▶ _Given text_
The removable handle seems virtually identical to the MM15 version. Use of the handle is optional, but it may be of more value now on the larger MM18.
As with the MM15, there is also a lanyard attachment point and a reinforced tripod attachment point in the head.
The switch design is different. Of course, one major change is that there are now 2 switches. The lower one is to control the 1xXM-L2, and the upper switch controls the 2xMK-R emitters. Switch appearance and feel has changed as well: unlike the flat switch with semi-transparent "N" logo on the MM15, you now have a slightly bulging (and more grippy) textured material. Switch feel is similar, but traverse is longer (likely due to the raised cover). In practice, I find this means it is a bit easier to "miss your shot" when trying to double-click (i.e., you need to be fast). As before, there are still green/red LED indicators underneath the switches.
Let's check out the head, where all the action is.
The MM18 has a distinctive head with two small textured wells for the MK-R emitters, and one larger smooth well for the XM-L2. Overlap is relatively minimal (but there is some). What this means in practice is that you can probably expect a few artifacts in the spillbeam for the different emitter classes.
In general terms, the flood pattern for the quad-die MK-R emitters should be similar to the MT-G2s on the MM15 (but in cool white, not neutral). Niwalker confirms that the use of the MK-R emitters is to provide a cool white option specifically.
The size of the XM-L2 reflector well suggests you will probably get a beam pattern similar to many larger 1x18650 lights (e.g., Olight M22, Eagletac TX25C2, etc.). However, Niwalker informs me that they plan to replace the XM-L2 emitter on the final shipping version of the MM18 with the new XP-L emitter from Cree. Simply put, the XP-L has the die size and output of the XM-L2, but with the overall footprint of the XP-G2. But overall output (and likely throw) should be similar to the results here.
Scroll down for beamshot comparisons.
The user interface is basically the same as the currently shipping MM15. Note that there were a few updates to the MM15 interface since the time of my last MM15 review - I will highlight the differences below.
As previously mentioned, the MK-Rs and XM-L2 emitters are controlled separately by two distinct switches (independent of each other, but each with the same relative interface). Holding the light out in front of you, the left switch controls the XM-L2 emitter, and the right switch controls the MK-R emitters.
UPDATE: with the Final Prototype, the top switch controls the MK-R emitters, and the bottom switch controls the XM-L2.
For constant On of the desired emitter type, click (press-release) the appropriate electronic switch. A single click turns the light back Off. For momentary Turbo mode from Off, press and hold the switch (release to turn Off).
Once in constant On, press and hold the switch to cycle through all the regular modes in sequence: L1 > L2 > L3 > L4 > L5 (lowest to highest output), in repeating sequence. Release the switch to select the desired level. You can restart the level ramp at any time. Note that all currently shipping versions of Niwalker lights have the ramp continue from the current level (i.e., on the original MM15, the ramp always re-started at Level 1). The shipping lights have mode memory for the regular modes, and returns to last setting used from Off.

Source records:

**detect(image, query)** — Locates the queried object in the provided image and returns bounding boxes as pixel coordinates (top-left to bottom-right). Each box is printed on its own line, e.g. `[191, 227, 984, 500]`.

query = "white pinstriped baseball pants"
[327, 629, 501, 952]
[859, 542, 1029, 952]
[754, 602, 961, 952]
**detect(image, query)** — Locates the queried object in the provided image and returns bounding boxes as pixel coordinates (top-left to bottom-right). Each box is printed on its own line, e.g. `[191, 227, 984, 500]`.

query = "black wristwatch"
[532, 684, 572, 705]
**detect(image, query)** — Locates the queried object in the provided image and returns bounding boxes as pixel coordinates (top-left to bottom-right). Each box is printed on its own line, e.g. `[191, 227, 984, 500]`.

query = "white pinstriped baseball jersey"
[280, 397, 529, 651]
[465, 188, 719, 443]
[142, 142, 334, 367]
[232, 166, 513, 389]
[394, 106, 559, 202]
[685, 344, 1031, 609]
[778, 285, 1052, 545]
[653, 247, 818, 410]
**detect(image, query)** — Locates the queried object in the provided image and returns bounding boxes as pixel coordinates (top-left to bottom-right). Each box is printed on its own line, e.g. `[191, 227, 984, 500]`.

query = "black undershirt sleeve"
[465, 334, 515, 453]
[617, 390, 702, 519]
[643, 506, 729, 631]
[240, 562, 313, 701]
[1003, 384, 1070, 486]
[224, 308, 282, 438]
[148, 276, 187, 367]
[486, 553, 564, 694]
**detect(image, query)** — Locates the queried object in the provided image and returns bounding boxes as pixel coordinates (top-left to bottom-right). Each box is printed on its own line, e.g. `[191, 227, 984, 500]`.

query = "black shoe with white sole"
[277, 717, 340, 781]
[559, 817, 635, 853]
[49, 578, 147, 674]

▶ _Written request_
Repeat the flashlight review word for word from "As previously mentioned, the" up to and including "to turn Off).". Work only from the flashlight review, not from the records.

▶ _Response to the task_
As previously mentioned, the MK-Rs and XM-L2 emitters are controlled separately by two distinct switches (independent of each other, but each with the same relative interface). Holding the light out in front of you, the left switch controls the XM-L2 emitter, and the right switch controls the MK-R emitters.
UPDATE: with the Final Prototype, the top switch controls the MK-R emitters, and the bottom switch controls the XM-L2.
For constant On of the desired emitter type, click (press-release) the appropriate electronic switch. A single click turns the light back Off. For momentary Turbo mode from Off, press and hold the switch (release to turn Off).